*** Page excerpt ***

J: What was your creative process/routine like on the road?
A: I had never done a trip like this, but my fear was that it could start to feel lonely. To mitigate that, I planned my trip around visiting friends, family and other creatives I had met over the years. Yet I didn’t just want to visit with them and have snapshots of things we did. I wanted to take photos that told each individual’s story and convey how I was joining them in their life in these distant places. Photography was not only a creative outlet, but it was a way for me to tell my story while on the road. It gave meaning to the trip and created chapters along the way.

On down days, I tried to wake up early and take a surf, hike or just walk if I had recently arrived in a new city. I’d come back make breakfast in the van (scrambled eggs and bacon always turned up noses in the trailhead or surf parking lot!) and read. Reading has escaped me over the years. My eagerness to read more is evident in the fact I’m still only halfway through three different books haha I should probably just focus on one!

J: I loved some of the images you captured, what cameras and film stock were you using? What’s your current go-to setup?
A: Oh man, there’s quite a few in play right now! My go to is a Pentax PC 35mm point and shoot. It’s simple, compact yet creates some really nice images. Right before the trip I had purchased my first medium format by the way of a Yashica-D 6x6. I really love the images it produces, but it also makes me think about my photography in a new way.

I shot mostly Portra 400 or 800, but mixed in Fuji 400H as well as some Ilford. The Yashica with B+W film is really special.

J: There is something about shooting film and living minimally that really must slow things down for you. Do you find enjoyment in that?
A: When I shoot digitally, I tend to capture moments on a whim as they happen. I’m able to shoot and adjust settings quickly and fire off a bunch of images. In contrast, shooting with the Yashica really made me think about the way I approach my photography. It’s anything but quick. There’s no light meter, let alone a prism, so even framing becomes a discipline! Because of that, it has certainly made me slow down and appreciate the process. A camera with all the bells and whistles is obviously nice, just as is a house with all your possessions. You may miss them initially, but at the end of the day you realize you can live without them and you can still be where you want to be, both in photography and life.

It’s easy to get caught up in life and make it sophisticated. Those 7 weeks allowed me to take a step back, appreciate my travels and the opportunity it presented to live differently.

*** End of Page excerpt ***
*** Data excerpt ***

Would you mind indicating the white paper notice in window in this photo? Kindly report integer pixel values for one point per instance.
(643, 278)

*** End of Data excerpt ***

## Required work
- a) Answer these questions about the road-trip interview, each on its own line:
(i) Which camera does the interviewee name as the go-to?
(ii) How many weeks did the trip last?
(iii) What breakfast did the interviewee make in the van?
- b) From the road-trip interview, list every activity the interviewee says they did on down days.
- c) Reproduce verbatim the passage of the road-trip interview that begins with the words containing "J: I loved some" and ends with "is really special.".

## Answers per task
- a)
(i) A Pentax PC 35mm point and shoot
(ii) 7 weeks
(iii) Scrambled eggs and bacon

- b)
- Took a surf
- Hiked
- Walked (after recently arriving in a new city)
- Made breakfast in the van
- Read

- c)
J: I loved some of the images you captured, what cameras and film stock were you using? What’s your current go-to setup?
A: Oh man, there’s quite a few in play right now! My go to is a Pentax PC 35mm point and shoot. It’s simple, compact yet creates some really nice images. Right before the trip I had purchased my first medium format by the way of a Yashica-D 6x6. I really love the images it produces, but it also makes me think about my photography in a new way.

I shot mostly Portra 400 or 800, but mixed in Fuji 400H as well as some Ilford. The Yashica with B+W film is really special.